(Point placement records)
--
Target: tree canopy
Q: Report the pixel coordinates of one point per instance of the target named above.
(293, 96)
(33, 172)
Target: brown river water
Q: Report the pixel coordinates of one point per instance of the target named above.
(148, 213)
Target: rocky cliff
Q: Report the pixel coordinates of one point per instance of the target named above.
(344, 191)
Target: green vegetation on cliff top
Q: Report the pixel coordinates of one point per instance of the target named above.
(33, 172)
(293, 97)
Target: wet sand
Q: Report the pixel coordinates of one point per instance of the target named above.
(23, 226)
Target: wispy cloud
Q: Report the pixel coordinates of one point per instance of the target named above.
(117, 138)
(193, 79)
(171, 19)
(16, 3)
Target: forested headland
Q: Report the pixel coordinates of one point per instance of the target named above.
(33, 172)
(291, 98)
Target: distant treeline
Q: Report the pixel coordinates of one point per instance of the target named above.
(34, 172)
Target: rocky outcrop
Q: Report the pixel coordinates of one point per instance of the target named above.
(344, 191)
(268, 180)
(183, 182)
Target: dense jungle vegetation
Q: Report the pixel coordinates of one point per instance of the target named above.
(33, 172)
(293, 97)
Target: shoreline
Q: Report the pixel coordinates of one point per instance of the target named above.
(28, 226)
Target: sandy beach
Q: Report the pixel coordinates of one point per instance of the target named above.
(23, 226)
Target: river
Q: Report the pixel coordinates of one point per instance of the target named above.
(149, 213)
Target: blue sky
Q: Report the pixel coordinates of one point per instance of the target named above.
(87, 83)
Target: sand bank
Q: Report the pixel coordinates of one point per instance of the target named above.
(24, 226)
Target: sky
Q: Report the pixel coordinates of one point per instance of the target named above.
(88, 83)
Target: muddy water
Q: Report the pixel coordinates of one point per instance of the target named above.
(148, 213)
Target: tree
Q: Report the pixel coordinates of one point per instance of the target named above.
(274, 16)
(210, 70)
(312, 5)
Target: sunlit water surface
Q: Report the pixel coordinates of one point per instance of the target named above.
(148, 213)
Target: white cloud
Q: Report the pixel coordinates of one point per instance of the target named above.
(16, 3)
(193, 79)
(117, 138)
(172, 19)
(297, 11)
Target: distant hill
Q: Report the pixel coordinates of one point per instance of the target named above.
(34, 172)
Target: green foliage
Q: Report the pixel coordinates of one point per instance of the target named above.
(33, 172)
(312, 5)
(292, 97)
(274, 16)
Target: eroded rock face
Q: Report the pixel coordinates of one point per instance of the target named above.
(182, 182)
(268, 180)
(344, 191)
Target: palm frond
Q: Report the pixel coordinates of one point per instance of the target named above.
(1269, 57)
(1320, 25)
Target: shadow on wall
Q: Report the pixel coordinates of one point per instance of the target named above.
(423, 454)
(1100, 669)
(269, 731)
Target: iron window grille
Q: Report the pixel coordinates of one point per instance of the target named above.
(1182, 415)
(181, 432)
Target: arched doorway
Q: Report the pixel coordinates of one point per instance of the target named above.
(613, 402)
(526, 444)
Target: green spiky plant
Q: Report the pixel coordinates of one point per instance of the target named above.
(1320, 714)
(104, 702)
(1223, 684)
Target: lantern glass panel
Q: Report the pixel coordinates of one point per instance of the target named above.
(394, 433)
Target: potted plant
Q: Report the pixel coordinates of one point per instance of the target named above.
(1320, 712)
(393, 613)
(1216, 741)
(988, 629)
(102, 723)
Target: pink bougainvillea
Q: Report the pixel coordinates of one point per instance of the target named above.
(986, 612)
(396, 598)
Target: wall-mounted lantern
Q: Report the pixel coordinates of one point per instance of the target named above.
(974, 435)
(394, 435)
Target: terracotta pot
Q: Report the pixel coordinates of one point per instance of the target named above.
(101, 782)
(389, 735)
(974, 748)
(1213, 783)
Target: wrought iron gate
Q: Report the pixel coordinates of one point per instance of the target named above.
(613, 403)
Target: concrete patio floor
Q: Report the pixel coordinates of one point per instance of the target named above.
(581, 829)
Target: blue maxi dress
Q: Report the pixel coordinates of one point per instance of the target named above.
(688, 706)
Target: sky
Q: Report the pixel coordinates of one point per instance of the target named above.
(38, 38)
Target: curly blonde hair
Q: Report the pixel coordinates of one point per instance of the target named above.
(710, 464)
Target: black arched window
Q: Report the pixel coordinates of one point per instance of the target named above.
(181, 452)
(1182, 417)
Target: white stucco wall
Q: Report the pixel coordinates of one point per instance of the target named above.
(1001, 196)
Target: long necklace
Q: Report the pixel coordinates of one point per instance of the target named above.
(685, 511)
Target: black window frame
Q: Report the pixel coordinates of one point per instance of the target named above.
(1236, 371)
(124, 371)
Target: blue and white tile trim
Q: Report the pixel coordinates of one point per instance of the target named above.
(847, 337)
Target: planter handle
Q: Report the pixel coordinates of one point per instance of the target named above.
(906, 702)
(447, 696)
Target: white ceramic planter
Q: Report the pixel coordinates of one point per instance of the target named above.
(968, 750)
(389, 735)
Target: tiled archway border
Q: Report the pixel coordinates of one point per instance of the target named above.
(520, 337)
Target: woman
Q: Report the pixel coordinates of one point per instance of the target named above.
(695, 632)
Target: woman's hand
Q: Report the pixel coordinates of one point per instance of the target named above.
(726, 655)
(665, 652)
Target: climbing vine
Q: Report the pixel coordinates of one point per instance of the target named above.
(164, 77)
--
* **What is being asked**
Render every line of the entries above as a JSON list of strings, with one string per line and no blank lines.

* **Complete output**
[
  "Target: tree canopy",
  "Q: Report the pixel coordinates of one point per instance of the target named above.",
  "(293, 96)",
  "(33, 172)",
  "Target: brown river water",
  "Q: Report the pixel coordinates of one point per instance of the target named above.",
  "(148, 213)",
  "Target: rocky cliff",
  "Q: Report the pixel coordinates of one point per instance of the target named above.",
  "(344, 191)",
  "Target: green vegetation on cliff top",
  "Q: Report the pixel coordinates of one point per instance of the target named above.",
  "(33, 172)",
  "(293, 97)",
  "Target: wet sand",
  "Q: Report the pixel coordinates of one point per instance of the target named above.",
  "(23, 226)",
  "Target: wispy cloud",
  "Q: Report the pixel coordinates of one point per instance of the target named above.",
  "(117, 138)",
  "(193, 79)",
  "(171, 19)",
  "(16, 3)",
  "Target: forested headland",
  "Q: Report the pixel coordinates of one point per instance of the target named above.",
  "(33, 172)",
  "(291, 98)",
  "Target: distant treeline",
  "Q: Report the pixel coordinates of one point per instance of the target named above.",
  "(34, 172)",
  "Target: rocky outcrop",
  "Q: Report the pixel coordinates of one point per instance of the target named above.",
  "(344, 191)",
  "(268, 180)",
  "(183, 182)",
  "Target: dense jungle vegetation",
  "Q: Report the pixel coordinates of one point per instance of the target named above.",
  "(33, 172)",
  "(293, 97)",
  "Target: shoreline",
  "Q: Report the pixel coordinates of one point per instance of the target named above.",
  "(28, 226)",
  "Target: sandy beach",
  "Q: Report the pixel coordinates of one point per instance of the target named above.",
  "(23, 226)",
  "Target: river",
  "Q: Report the pixel coordinates of one point per instance of the target named above.",
  "(149, 213)",
  "Target: blue sky",
  "Q: Report the pixel coordinates of one point per instance of the target named above.",
  "(87, 83)",
  "Target: sand bank",
  "Q: Report the pixel coordinates of one point per instance of the target named above.",
  "(24, 226)",
  "Target: sky",
  "Q: Report the pixel coordinates of one point per instance of the target named above.",
  "(88, 83)",
  "Target: muddy water",
  "Q: Report the pixel coordinates of one point per instance of the target named above.",
  "(148, 213)",
  "Target: tree",
  "Q: Report the pixel coordinates of one point per instance of the target named above.",
  "(274, 16)",
  "(210, 70)",
  "(312, 5)",
  "Target: sunlit water surface",
  "Q: Report the pixel coordinates of one point per instance of the target named above.",
  "(148, 213)",
  "Target: white cloud",
  "Q: Report the pixel coordinates of one point per instance of the target named above.",
  "(16, 3)",
  "(193, 79)",
  "(117, 138)",
  "(172, 19)",
  "(297, 11)",
  "Target: distant hill",
  "Q: Report the pixel coordinates of one point per instance of the target named above.",
  "(34, 172)",
  "Target: green foliage",
  "Q: Report the pixel coordinates of one point per instance of the target named above.",
  "(33, 172)",
  "(312, 5)",
  "(292, 97)",
  "(274, 16)",
  "Target: eroded rock face",
  "Q: Report the pixel coordinates of one point per instance of the target named above.",
  "(182, 182)",
  "(268, 180)",
  "(344, 191)",
  "Target: palm frond",
  "Q: Report the pixel coordinates of one point per instance of the target named above.",
  "(1269, 57)",
  "(1320, 25)",
  "Target: shadow on wall",
  "Q: Report the pixel coordinates of one point per instance of the target named above.",
  "(423, 454)",
  "(1100, 669)",
  "(269, 731)",
  "Target: iron window grille",
  "Q: Report the pixel coordinates of one point per instance of the target named above.",
  "(1182, 415)",
  "(181, 432)",
  "Target: arched doorway",
  "Q: Report the pixel coordinates of one point per instance of the target named above.",
  "(613, 402)",
  "(526, 444)",
  "Target: green spiky plant",
  "Q: Report the pixel coordinates of one point per instance of the target named above.",
  "(1320, 714)",
  "(104, 702)",
  "(1223, 684)",
  "Target: lantern glass panel",
  "Q: Report the pixel coordinates of one point per instance of the target named above.",
  "(394, 433)",
  "Target: potted plant",
  "Q: Report the pixel coordinates of one point per instance of the target named above.",
  "(1320, 712)",
  "(393, 613)",
  "(1216, 741)",
  "(988, 629)",
  "(102, 723)",
  "Target: pink bougainvillea",
  "Q: Report the pixel coordinates of one point per instance of the target named above.",
  "(986, 612)",
  "(396, 598)",
  "Target: wall-mounted lantern",
  "Q: Report the pixel coordinates of one point per instance of the target named above.",
  "(974, 435)",
  "(394, 435)",
  "Target: terracotta pot",
  "Q: Report the pixel coordinates of one point per instance of the target named above.",
  "(101, 782)",
  "(389, 735)",
  "(974, 748)",
  "(1213, 783)",
  "Target: wrought iron gate",
  "Q: Report the pixel coordinates of one point per instance of the target named above.",
  "(613, 403)",
  "Target: concrete patio floor",
  "Q: Report the pixel coordinates of one point per instance of the target named above.",
  "(581, 829)",
  "Target: blue maxi dress",
  "Q: Report the pixel coordinates of one point per instance of the target named above.",
  "(688, 706)",
  "Target: sky",
  "Q: Report the pixel coordinates of one point per instance of the target named above.",
  "(38, 38)",
  "Target: curly blonde hair",
  "Q: Report the pixel coordinates of one point per instance of the target named above.",
  "(710, 464)",
  "Target: black arched window",
  "Q: Report the pixel coordinates of one point per instance of the target named above.",
  "(181, 452)",
  "(1182, 417)",
  "Target: white stucco wall",
  "Q: Report the pixel coordinates of one point per instance of the target named above.",
  "(1001, 196)",
  "Target: long necklace",
  "Q: Report the pixel coordinates of one point per instance of the target named above.",
  "(685, 511)",
  "Target: black window frame",
  "Q: Report the pixel coordinates of one point per instance of the target named above.",
  "(1236, 371)",
  "(124, 371)",
  "Target: blue and white tile trim",
  "Q: Report the pixel coordinates of one point per instance of the target named above.",
  "(847, 337)",
  "Target: planter handle",
  "Q: Report the pixel coordinates of one point per instance of the target named above.",
  "(906, 702)",
  "(447, 696)",
  "Target: white ceramic planter",
  "Q: Report the pixel coordinates of one point per instance of the target named above.",
  "(968, 750)",
  "(389, 735)",
  "Target: tiled archway border",
  "Q: Report the pixel coordinates of one point per instance of the target named above.",
  "(520, 337)",
  "Target: woman",
  "Q: Report the pixel coordinates of one point per instance of the target named above.",
  "(695, 632)",
  "Target: woman's hand",
  "Q: Report the pixel coordinates of one point per instance of the target named above.",
  "(726, 655)",
  "(665, 652)",
  "Target: climbing vine",
  "Q: Report the pixel coordinates of one point per instance of the target named above.",
  "(164, 77)"
]